▶ [WHAT IS REQUIRED]: Print all of the material below line for line, without changing a single character.

▶ [SUPPLIED RECORDS]:
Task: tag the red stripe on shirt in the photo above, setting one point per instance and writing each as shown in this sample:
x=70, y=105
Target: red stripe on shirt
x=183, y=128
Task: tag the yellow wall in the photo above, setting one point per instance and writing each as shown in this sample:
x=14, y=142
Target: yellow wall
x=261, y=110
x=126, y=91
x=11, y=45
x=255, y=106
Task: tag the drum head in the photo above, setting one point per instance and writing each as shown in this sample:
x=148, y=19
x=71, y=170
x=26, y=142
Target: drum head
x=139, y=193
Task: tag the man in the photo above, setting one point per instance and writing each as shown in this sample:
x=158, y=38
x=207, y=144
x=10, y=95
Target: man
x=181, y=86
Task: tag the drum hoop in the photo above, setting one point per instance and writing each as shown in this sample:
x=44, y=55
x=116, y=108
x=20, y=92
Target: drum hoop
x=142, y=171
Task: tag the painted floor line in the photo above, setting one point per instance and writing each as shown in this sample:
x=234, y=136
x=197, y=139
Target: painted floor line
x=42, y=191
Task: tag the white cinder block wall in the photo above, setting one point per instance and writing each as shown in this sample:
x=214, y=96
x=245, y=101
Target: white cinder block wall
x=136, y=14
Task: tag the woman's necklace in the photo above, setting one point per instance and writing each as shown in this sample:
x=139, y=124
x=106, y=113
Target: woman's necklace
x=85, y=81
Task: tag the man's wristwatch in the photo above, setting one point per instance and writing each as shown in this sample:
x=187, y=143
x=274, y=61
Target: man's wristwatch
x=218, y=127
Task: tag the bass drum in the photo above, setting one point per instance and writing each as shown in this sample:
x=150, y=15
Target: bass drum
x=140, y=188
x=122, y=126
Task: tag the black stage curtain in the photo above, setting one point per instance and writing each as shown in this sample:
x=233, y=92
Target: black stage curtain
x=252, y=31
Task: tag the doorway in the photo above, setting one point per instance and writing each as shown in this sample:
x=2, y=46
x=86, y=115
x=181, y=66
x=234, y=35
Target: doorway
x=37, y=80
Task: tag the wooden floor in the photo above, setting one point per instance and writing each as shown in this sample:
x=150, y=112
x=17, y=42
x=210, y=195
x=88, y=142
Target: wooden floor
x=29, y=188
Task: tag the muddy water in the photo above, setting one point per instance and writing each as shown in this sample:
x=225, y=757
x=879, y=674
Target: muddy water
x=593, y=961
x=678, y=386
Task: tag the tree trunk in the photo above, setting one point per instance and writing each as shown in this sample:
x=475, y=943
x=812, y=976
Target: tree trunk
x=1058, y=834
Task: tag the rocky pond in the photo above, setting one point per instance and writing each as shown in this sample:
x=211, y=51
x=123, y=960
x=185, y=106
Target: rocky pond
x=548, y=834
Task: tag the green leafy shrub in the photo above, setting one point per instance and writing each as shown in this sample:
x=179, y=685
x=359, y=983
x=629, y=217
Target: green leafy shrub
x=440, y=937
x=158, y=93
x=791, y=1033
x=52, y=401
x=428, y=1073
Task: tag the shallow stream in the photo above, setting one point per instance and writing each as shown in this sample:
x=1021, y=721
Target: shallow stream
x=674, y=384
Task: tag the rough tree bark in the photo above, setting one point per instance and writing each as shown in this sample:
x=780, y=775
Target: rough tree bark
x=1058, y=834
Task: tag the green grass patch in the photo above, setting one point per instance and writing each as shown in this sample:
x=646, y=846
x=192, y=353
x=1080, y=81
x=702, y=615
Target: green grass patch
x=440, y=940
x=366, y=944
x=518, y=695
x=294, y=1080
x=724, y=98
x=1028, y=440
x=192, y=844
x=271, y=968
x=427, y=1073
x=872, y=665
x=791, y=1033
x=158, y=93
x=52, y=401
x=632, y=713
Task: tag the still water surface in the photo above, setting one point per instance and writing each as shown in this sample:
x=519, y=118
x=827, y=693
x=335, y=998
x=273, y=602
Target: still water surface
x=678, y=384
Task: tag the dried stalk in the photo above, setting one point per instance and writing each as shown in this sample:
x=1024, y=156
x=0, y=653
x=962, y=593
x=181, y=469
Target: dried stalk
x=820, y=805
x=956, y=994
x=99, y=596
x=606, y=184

▶ [CORRECT OUTPUT]:
Task: tag the red stripe on shirt in the photo above, setting one point per instance and writing each as shown in this sample:
x=70, y=105
Target: red stripe on shirt
x=183, y=128
Task: tag the yellow wall in the photo above, setting one point per instance and writing each as shown in this sample:
x=14, y=142
Target: yellow wall
x=261, y=110
x=126, y=91
x=11, y=45
x=255, y=106
Task: tag the drum head in the photo above, setting one point per instance and writing each as shown in this sample:
x=148, y=19
x=71, y=170
x=26, y=142
Target: drum head
x=139, y=193
Task: tag the man in the photo above, setting one point per instance and writing each as shown in this sample:
x=158, y=38
x=207, y=144
x=10, y=95
Target: man
x=181, y=86
Task: tag the drum hoop in the photo above, setting one point per instance and writing each as shown in this sample:
x=44, y=55
x=116, y=108
x=20, y=92
Target: drum hoop
x=142, y=171
Task: tag the painted floor line in the photo above, setting one point per instance and writing each as shown in this sample:
x=234, y=136
x=197, y=139
Target: painted floor line
x=42, y=191
Task: tag the white cinder block wall in the photo above, setting one point per instance and writing each as shown in this sample:
x=214, y=96
x=245, y=101
Target: white cinder block wall
x=136, y=14
Task: tag the woman's necklace in the photo above, setting one point per instance and writing each as shown in this sample:
x=139, y=124
x=106, y=113
Target: woman's necklace
x=85, y=81
Task: tag the man's wristwatch in the photo above, setting one point per instance and writing each as shown in this sample:
x=187, y=143
x=274, y=61
Target: man's wristwatch
x=218, y=127
Task: tag the bass drum in the photo above, setting one point per instance and writing each as shown in this sample:
x=150, y=15
Target: bass drum
x=140, y=188
x=122, y=126
Task: tag the black stage curtain in the photo above, setting one point per instance and writing each as shown in this sample:
x=233, y=92
Target: black stage curtain
x=252, y=31
Task: tag the doorway in the photo above, setting one point per instance and writing each as shown in this sample:
x=2, y=46
x=86, y=115
x=181, y=66
x=234, y=35
Target: doorway
x=37, y=80
Task: tag the wooden floor in the photo above, setting one point per instance and writing each as shown in this sample:
x=150, y=112
x=17, y=42
x=210, y=195
x=88, y=142
Target: wooden floor
x=29, y=188
Task: tag the muddy water in the photo above, setting one point per instance and writing each as shown in this sample:
x=225, y=757
x=879, y=674
Target: muddy water
x=593, y=961
x=678, y=386
Task: tag the tree trunk in the photo above, setting one point per instance and writing each as shown in this sample:
x=475, y=943
x=812, y=976
Target: tree trunk
x=1058, y=834
Task: tag the rocky pond in the photo above, setting one point per instance and writing each as shown in this sample:
x=211, y=51
x=123, y=960
x=185, y=106
Target: rocky pond
x=548, y=834
Task: tag the green leafy shrub in the photo above, setting one point per instance and writing each as shown in this sample:
x=179, y=685
x=359, y=983
x=629, y=217
Target: green leafy shrub
x=440, y=937
x=158, y=93
x=791, y=1033
x=52, y=401
x=428, y=1073
Task: tag the shallow stream in the photo above, setting one point per instance and writing each as shown in this sample:
x=1021, y=721
Target: shallow stream
x=674, y=384
Task: tag the rough tree bark in the photo above, setting one point per instance and writing each as shown in this sample:
x=780, y=775
Target: rough tree bark
x=1058, y=834
Task: tag the green grass patch in the photo above, setting one point per instance and writing each as shown in this sample:
x=646, y=846
x=192, y=353
x=1080, y=81
x=702, y=615
Target: green grass patch
x=440, y=940
x=366, y=944
x=518, y=695
x=294, y=1080
x=724, y=98
x=1028, y=440
x=192, y=844
x=271, y=968
x=427, y=1073
x=872, y=665
x=791, y=1033
x=158, y=93
x=52, y=401
x=632, y=713
Task: tag the still water surface in the photo above, setting one point per instance and writing each as shown in this sample:
x=519, y=118
x=827, y=693
x=335, y=998
x=273, y=602
Target: still water surface
x=678, y=384
Task: tag the dried stalk in the photo above, setting one point per instance and writing each as shown in this sample:
x=1024, y=156
x=0, y=653
x=962, y=593
x=181, y=469
Target: dried stalk
x=820, y=805
x=956, y=994
x=99, y=596
x=606, y=184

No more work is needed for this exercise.